Instruction:
Select each line in the listing below that contains the string "rise" and copy those lines out. Match letter case exactly.

:: Recorded information ::

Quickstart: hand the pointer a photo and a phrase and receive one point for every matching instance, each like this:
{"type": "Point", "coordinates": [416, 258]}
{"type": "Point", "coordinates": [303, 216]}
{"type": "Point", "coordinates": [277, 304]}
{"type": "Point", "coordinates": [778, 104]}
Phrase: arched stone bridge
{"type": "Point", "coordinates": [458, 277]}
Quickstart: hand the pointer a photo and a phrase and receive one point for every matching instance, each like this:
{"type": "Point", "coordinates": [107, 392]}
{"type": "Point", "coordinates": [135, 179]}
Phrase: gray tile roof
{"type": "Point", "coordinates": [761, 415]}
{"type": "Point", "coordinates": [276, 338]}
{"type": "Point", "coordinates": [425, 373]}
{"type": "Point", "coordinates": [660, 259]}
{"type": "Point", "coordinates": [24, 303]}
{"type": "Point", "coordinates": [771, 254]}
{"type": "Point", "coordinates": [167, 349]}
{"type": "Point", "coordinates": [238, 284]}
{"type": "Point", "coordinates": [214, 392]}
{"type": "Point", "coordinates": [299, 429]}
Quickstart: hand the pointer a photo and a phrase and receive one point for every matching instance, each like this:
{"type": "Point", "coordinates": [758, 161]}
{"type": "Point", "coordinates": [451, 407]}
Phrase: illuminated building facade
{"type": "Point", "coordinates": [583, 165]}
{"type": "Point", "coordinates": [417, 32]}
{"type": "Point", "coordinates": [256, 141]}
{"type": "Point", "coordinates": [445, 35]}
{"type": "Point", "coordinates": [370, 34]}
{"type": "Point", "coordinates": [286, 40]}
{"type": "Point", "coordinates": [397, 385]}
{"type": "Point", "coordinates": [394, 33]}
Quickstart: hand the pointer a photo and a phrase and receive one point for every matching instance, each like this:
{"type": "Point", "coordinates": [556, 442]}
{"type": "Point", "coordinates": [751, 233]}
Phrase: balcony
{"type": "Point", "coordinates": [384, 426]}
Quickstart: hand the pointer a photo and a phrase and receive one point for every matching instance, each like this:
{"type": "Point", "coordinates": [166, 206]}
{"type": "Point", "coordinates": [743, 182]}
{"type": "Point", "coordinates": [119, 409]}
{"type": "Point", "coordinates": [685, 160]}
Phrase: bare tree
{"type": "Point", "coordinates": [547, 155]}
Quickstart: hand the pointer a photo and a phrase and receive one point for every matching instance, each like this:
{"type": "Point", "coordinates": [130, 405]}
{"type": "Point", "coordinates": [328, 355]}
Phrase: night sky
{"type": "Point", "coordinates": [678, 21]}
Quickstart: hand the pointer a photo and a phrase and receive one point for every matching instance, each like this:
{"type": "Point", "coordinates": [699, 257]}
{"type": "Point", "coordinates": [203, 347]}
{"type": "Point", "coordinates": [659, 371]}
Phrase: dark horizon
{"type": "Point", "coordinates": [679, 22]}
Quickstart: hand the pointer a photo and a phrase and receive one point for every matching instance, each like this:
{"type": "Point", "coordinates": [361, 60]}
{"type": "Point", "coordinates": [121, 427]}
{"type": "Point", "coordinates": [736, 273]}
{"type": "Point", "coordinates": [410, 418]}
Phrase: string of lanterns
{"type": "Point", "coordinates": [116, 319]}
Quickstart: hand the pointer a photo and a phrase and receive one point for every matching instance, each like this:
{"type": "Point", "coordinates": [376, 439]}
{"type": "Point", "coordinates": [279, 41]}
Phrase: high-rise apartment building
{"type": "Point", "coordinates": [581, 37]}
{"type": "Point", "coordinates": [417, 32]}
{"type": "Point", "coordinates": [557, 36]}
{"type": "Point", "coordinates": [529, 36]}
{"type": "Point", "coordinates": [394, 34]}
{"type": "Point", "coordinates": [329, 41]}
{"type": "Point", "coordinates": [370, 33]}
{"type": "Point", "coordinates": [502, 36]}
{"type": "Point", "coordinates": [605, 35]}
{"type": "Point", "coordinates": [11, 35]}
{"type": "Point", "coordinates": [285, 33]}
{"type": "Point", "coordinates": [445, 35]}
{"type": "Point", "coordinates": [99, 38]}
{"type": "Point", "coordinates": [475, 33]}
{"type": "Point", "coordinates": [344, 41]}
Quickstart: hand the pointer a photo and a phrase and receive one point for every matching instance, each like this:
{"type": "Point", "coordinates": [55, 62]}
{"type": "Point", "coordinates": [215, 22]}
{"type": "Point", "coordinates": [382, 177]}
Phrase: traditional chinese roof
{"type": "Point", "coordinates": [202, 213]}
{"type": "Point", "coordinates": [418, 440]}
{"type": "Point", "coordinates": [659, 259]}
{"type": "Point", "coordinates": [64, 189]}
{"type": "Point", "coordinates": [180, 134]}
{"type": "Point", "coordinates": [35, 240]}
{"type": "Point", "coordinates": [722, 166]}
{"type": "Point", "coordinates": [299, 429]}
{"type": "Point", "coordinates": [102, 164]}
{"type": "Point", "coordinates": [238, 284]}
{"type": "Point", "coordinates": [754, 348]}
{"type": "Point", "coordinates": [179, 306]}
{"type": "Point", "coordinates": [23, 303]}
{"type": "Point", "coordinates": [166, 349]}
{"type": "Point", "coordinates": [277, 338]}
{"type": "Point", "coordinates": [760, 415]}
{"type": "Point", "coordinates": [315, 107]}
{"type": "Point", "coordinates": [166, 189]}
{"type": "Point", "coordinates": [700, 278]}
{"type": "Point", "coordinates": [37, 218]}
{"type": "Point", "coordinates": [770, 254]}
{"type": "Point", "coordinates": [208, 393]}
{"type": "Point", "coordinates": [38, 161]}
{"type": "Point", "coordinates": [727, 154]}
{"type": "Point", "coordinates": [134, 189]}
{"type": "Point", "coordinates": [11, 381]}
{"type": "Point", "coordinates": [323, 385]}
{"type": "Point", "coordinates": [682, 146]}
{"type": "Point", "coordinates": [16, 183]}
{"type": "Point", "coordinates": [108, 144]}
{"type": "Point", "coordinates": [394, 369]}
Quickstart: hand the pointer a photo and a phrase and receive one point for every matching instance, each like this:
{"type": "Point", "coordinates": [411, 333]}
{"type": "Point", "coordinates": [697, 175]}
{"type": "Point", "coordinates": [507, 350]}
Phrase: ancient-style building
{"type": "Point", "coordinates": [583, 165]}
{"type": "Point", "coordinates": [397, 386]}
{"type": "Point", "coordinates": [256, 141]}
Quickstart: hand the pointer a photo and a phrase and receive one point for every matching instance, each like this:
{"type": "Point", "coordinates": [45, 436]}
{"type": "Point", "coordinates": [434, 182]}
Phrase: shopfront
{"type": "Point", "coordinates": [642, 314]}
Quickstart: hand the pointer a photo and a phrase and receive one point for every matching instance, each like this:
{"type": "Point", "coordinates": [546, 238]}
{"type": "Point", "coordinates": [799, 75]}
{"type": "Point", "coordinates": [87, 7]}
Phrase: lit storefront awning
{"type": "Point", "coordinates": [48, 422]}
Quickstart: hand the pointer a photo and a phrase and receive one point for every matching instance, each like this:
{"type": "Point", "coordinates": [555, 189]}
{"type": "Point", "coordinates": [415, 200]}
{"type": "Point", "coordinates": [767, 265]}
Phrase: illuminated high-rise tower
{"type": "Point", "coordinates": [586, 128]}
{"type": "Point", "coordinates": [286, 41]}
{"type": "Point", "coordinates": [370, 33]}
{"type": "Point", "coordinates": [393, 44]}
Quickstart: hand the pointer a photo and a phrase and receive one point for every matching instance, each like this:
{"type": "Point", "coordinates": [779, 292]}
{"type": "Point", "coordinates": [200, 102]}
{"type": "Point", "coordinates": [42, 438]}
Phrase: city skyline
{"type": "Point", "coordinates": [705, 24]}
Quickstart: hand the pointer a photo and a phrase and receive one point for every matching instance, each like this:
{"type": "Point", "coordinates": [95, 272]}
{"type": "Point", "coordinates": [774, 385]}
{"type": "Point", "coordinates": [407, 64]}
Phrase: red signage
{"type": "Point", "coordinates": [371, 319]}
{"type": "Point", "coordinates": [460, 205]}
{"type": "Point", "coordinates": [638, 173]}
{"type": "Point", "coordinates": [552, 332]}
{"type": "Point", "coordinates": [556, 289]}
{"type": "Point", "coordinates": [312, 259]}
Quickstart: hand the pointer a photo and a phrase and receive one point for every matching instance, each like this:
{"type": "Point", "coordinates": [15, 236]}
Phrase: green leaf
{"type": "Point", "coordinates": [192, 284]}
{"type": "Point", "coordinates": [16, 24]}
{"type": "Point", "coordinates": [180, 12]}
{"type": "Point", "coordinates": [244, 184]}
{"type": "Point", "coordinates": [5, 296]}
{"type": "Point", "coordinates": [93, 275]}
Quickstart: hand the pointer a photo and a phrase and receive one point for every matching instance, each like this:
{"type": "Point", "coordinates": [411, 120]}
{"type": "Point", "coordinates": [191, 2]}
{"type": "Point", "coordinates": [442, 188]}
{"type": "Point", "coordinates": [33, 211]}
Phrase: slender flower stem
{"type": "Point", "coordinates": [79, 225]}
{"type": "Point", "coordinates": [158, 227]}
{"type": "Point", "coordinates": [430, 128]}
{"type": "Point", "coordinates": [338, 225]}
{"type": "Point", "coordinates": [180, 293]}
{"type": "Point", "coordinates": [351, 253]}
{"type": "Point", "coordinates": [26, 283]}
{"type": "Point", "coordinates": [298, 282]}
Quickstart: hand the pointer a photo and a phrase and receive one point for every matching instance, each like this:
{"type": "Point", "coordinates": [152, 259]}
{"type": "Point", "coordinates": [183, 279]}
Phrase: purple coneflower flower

:::

Written solution:
Phrase: high-rise apartment building
Phrase: illuminated high-rise tower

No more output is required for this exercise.